Alla base della competitività delle aziende cinesi non c'è soltanto il possibile utilizzo di lavoro forzato. Ma anche il minor costo dell'energia. Per produrre il polisilicio è necessario un processo industriale che richiede l'utilizzo di fornaci ad altissime temperature. Il 40% dei costi operativi di queste aziende è assorbito dall'energia. E in Xinjiang l'energia viene prodotta con economiche, ma iper inquinanti, centrali a carbone. Ogni fabbrica è infatti costruita di fianco a una di queste centrali che «mina alla radice i benefici per l'ambiente eventualmente prodotti dai pannelli solari», spiega Bloomberg.
Il Xinjiang è anche la provincia dove nel 2017 è iniziata la più grande incarcerazione di massa di una minoranza etnica della storia. Da allora, sono stati detenuti senza processo in enormi campi di rieducazione attraverso il lavoro 1,8 milioni di uiguri. La loro colpa è di essere musulmani e di conseguenza, secondo Pechino, estremisti e poco patriottici. Il Partito comunista cinese ha sempre negato le incarcerazioni di massa e lo sfruttamento del lavoro degli internati, spiegando che si tratta di programmi di «reinserimento nella società» attraverso periodi di soggiorno in «centri di formazione». Qui, sempre secondo il regime, gli uiguri possono imparare un nuovo lavoro. La verità, confermata da centinaia di testimonianze, è che gli uiguri vengono rinchiusi, abusati, torturati fisicamente e psicologicamente contro la loro volontà. In molti casi, sono anche sottoposti ai lavori forzati.

• **Estratti delle righe**:
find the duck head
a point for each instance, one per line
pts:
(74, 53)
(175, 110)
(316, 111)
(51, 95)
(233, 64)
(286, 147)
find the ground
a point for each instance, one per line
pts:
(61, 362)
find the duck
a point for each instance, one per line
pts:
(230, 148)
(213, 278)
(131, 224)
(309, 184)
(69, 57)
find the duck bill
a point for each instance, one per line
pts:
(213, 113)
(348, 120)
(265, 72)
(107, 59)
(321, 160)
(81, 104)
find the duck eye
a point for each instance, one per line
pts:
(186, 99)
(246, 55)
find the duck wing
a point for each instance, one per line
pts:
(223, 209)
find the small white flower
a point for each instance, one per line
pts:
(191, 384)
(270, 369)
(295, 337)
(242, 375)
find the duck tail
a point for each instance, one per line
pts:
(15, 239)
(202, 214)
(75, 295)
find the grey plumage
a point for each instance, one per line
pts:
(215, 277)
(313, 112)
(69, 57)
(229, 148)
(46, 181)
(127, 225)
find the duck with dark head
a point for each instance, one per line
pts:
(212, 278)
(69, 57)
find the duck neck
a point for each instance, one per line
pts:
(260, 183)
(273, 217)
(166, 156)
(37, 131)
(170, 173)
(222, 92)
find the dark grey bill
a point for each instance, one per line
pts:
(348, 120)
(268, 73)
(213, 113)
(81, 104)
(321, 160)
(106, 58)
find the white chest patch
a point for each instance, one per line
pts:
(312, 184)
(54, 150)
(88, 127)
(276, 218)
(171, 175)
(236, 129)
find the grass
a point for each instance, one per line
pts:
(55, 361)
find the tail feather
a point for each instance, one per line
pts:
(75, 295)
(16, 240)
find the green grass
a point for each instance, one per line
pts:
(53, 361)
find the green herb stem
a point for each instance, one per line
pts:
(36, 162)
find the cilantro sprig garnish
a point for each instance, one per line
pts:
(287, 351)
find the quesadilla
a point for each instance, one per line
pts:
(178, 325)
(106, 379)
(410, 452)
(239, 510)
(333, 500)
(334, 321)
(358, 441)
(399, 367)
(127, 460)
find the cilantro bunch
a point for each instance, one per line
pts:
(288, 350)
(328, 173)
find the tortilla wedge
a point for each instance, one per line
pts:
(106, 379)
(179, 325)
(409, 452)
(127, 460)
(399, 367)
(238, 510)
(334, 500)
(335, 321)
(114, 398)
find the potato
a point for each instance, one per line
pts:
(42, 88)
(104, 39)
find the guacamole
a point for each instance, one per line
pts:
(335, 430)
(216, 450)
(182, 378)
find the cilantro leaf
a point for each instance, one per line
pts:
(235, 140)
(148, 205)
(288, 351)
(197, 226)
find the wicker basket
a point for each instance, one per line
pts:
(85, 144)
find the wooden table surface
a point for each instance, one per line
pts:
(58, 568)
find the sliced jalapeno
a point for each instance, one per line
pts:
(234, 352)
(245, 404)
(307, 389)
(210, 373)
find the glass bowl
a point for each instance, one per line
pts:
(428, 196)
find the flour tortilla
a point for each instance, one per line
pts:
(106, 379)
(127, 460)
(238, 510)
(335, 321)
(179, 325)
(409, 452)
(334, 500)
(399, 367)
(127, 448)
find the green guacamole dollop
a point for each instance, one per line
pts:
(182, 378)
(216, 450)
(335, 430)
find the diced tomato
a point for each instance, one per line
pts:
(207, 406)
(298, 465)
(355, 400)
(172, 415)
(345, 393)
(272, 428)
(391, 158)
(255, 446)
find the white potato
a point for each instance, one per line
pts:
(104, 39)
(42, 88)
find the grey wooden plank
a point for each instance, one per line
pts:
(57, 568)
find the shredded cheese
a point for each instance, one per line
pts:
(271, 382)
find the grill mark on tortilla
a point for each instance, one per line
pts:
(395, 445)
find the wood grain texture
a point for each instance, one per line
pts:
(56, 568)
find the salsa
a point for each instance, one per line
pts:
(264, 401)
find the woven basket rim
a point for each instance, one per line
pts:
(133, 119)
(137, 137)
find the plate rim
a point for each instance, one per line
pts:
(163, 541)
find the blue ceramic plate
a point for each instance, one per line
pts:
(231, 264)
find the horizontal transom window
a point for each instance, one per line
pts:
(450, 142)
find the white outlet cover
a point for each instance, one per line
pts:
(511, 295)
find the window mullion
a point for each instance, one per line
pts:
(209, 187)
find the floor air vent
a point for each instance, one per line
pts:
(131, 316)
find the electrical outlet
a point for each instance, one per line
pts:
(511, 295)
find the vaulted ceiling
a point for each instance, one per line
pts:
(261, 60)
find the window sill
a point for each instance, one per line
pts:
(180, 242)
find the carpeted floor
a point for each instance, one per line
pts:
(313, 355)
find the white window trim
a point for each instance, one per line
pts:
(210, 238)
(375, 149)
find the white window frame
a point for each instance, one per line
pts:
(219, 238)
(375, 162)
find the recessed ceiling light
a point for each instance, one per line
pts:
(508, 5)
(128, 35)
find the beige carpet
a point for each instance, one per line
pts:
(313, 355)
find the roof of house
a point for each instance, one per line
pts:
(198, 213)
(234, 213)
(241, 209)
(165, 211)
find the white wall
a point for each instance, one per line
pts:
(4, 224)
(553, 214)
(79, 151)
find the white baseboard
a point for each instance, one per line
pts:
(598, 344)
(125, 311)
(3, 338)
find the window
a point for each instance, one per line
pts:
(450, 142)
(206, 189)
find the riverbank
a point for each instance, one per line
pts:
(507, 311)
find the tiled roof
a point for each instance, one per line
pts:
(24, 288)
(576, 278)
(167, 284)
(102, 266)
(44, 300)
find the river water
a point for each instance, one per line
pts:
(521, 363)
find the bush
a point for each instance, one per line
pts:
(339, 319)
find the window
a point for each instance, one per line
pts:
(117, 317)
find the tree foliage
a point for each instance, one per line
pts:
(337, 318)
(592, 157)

• **Consegna**:
Per favore, prosegui il testo sul polisilicio e sugli uiguri nello Xinjiang a partire dalla sua ultima frase. Le righe provengono da un'altra fonte.

• **Risposta all'esercizio**:
A gennaio, come riportato dal New York Times, la società di consulenze Horizon Advisory ha realizzato un rapporto sulle aziende che si occupano di tecnologia per lo sfruttamento dell'energia solare in Cina. All'interno si legge ad esempio che Gcl-Poly ha accettato «un surplus di forza lavoro» proveniente da una regione rurale del Xinjiang nel 2020. La stessa cosa era avvenuta nel 2018. Una filiale di Jinko Solar ha ricevuto sussidi per impiegare nel 2020 almeno «40 lavoratori poveri provenienti dal sud del Xinjiang». Una filiale di East Hope «ha accettato 235 impiegati provenienti da una minoranza etnica del Xinjiang meridionale».
Secondo una ricerca condotta dal Center for Strategic and International Studies, il think tank più autorevole degli Stati Uniti e uno dei più importanti del mondo, simili diciture rappresentano un paravento per nascondere il lavoro forzato. Gli uiguri impiegati, infatti, non possono né rifiutare né abbandonare il lavoro, non possono allontanarsi dalla fabbrica né partecipare a funzioni religiose, spesso non vengono pagati o non ricevono un salario adeguato, subiscono sessioni di indottrinamento e minacce di arresto.
Poiché la Cina non permette ai giornalisti di visitare le fabbriche in questione e parlare con gli operai, è impossibile essere certi al 100% che si tratti di lavoro forzato. Ma i segnali vanno in questa direzione. Bloomberg è uno dei pochi media che ha avuto accesso alla regione del Xinjiang per confermare i sospetti e ha pubblicato un lungo reportage ad aprile.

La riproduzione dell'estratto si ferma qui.